> Exercise directions
In the data below, the answer is the run of lines from the line containing "Highlight-reel tagging: indicate the car headlight" through the line containing "Highlight-reel tagging: indicate the car wheel", both included; print it exactly and nothing else.

> Dataset entries
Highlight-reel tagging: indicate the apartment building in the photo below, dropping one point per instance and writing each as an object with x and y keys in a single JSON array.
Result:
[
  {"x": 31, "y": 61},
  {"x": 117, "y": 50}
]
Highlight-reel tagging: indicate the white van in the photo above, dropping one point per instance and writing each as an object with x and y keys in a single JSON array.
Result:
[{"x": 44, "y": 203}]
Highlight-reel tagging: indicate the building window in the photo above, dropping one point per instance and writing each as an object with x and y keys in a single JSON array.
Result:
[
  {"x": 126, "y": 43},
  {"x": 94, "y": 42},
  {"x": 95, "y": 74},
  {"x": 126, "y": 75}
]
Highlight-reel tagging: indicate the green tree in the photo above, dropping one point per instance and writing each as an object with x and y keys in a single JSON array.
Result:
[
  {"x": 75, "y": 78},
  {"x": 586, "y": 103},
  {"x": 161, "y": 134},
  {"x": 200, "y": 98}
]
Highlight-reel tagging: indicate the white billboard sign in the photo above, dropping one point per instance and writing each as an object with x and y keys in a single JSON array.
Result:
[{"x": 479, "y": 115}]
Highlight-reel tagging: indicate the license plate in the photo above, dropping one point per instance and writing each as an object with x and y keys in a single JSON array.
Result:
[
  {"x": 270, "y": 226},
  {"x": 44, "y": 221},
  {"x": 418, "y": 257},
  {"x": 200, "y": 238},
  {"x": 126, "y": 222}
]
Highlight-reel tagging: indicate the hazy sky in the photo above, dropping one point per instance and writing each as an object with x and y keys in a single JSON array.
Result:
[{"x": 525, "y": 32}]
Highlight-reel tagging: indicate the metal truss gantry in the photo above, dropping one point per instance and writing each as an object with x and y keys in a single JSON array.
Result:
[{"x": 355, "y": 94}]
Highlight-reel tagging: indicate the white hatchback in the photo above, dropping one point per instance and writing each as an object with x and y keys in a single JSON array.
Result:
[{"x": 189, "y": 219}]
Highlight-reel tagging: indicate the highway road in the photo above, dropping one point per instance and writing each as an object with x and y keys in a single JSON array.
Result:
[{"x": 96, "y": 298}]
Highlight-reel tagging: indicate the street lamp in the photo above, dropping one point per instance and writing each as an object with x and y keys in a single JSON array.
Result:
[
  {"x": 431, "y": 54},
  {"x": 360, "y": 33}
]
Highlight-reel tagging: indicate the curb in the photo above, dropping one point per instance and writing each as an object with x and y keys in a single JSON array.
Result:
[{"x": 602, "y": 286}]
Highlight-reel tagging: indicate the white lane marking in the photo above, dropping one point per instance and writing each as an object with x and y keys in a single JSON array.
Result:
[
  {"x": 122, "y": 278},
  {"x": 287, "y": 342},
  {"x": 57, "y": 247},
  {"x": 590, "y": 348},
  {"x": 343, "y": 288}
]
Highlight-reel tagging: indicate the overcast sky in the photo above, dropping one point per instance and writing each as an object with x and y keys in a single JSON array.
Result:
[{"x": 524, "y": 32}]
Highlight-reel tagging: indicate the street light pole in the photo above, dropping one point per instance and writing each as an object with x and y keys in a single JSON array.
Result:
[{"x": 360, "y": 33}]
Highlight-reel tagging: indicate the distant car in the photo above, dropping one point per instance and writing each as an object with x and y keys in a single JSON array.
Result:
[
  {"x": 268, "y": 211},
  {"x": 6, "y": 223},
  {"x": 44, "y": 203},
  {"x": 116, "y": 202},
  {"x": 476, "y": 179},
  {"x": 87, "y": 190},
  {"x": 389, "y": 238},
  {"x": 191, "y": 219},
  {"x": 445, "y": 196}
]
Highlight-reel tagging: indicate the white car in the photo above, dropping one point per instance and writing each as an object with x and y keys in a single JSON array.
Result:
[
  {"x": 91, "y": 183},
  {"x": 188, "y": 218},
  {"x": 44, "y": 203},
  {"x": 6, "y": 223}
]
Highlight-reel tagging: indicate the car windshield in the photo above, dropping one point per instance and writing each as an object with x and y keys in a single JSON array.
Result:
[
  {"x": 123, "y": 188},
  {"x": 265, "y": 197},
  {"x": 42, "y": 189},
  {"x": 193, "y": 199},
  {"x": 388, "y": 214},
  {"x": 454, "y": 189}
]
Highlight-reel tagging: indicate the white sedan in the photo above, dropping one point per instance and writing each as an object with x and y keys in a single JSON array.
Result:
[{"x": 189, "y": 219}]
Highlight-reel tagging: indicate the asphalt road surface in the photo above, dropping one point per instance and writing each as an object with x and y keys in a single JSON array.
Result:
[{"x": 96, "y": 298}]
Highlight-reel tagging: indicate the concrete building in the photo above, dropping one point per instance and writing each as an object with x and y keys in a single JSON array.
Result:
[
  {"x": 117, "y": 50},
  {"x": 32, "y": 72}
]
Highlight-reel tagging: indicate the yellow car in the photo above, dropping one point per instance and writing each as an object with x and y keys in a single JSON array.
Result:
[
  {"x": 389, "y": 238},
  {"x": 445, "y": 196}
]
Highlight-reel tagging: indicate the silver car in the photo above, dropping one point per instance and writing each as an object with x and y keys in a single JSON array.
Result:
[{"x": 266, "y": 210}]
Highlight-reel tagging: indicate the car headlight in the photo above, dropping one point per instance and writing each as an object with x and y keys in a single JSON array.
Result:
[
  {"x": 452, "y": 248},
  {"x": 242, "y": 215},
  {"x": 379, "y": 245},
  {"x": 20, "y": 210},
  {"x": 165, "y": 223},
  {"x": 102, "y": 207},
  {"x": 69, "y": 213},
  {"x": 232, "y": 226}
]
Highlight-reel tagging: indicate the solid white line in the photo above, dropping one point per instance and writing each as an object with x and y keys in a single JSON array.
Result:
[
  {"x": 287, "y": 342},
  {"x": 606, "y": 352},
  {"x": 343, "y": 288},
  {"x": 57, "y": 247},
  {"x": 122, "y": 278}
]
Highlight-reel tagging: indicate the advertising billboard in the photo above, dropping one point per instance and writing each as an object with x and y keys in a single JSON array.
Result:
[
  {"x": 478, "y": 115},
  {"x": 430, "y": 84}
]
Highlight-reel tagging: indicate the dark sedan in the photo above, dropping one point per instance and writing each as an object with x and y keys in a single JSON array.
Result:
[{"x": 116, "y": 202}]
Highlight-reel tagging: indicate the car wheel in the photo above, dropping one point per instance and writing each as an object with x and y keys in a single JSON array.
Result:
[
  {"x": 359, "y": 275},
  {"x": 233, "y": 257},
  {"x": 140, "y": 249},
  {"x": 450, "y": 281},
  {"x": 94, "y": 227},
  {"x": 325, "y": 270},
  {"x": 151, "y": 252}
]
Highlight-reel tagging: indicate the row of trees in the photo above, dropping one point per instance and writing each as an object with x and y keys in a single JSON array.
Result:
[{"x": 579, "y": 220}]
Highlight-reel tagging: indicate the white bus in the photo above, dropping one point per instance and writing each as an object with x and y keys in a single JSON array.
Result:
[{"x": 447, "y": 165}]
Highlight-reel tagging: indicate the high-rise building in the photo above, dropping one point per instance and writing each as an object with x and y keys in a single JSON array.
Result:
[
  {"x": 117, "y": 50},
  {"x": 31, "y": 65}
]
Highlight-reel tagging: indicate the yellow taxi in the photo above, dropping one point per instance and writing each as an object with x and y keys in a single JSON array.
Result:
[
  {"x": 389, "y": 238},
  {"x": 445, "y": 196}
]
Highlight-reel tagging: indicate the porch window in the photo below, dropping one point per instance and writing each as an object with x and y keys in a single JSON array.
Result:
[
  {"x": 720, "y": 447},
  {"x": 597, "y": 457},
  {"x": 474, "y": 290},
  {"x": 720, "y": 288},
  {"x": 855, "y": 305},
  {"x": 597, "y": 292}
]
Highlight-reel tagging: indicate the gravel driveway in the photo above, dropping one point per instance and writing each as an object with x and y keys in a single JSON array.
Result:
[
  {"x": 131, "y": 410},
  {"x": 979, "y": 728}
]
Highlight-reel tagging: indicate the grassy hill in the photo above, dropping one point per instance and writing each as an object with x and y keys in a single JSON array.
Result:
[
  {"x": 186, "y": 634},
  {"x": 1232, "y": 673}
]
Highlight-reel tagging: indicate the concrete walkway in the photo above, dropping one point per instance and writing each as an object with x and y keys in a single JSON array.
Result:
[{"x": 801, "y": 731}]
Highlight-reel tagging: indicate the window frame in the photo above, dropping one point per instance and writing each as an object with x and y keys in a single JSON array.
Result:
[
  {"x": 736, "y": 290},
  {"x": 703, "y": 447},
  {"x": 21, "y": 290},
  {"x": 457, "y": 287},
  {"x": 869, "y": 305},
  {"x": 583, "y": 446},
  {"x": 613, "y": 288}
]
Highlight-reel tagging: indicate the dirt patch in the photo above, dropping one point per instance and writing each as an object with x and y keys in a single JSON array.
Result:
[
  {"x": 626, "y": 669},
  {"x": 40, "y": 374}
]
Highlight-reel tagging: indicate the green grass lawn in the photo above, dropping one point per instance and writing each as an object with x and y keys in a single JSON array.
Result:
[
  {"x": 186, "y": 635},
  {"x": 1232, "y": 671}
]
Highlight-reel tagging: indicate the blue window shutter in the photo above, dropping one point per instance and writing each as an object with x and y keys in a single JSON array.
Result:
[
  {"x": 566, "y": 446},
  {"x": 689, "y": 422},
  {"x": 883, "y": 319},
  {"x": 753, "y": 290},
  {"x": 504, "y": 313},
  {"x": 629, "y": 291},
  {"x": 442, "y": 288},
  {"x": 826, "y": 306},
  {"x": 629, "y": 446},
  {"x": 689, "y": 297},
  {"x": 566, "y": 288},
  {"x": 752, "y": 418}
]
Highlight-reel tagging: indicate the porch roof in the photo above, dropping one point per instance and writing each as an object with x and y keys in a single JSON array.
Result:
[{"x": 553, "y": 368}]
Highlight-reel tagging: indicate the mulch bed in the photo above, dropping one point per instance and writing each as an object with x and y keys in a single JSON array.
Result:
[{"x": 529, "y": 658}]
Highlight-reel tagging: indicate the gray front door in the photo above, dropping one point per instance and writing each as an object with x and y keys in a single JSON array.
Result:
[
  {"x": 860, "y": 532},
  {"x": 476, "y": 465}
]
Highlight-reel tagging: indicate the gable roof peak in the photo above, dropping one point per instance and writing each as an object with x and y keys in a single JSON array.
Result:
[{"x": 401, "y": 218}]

> The answer
Highlight-reel tagging: indicate the car headlight in the photo above, dropping one point per instance and writing each as an object with x and y keys in a single JSON array.
Result:
[
  {"x": 452, "y": 248},
  {"x": 242, "y": 215},
  {"x": 379, "y": 245},
  {"x": 20, "y": 210},
  {"x": 165, "y": 223},
  {"x": 102, "y": 207},
  {"x": 69, "y": 213},
  {"x": 232, "y": 226}
]
Highlight-reel tagging: indicate the solid white line in the photo above, dropping one point per instance and writing each as an object with x and y keys in a single JSON array.
Result:
[
  {"x": 287, "y": 342},
  {"x": 606, "y": 352},
  {"x": 343, "y": 288},
  {"x": 57, "y": 247},
  {"x": 122, "y": 278}
]
Highlight-reel tagging: indicate the advertising billboard in the photo above, dropping one point per instance and writing each as an object with x and y keys in a single JSON array.
Result:
[
  {"x": 478, "y": 115},
  {"x": 430, "y": 84}
]
Highlight-reel tagging: indicate the dark sedan in the photo above, dropping one point per instance and writing each as an object with x and y keys in a single JSON array.
Result:
[{"x": 116, "y": 202}]
Highlight-reel tagging: indicate the car wheel in the photo above, dropping one point per instance and writing each as an object with x and y keys in a single JSON array.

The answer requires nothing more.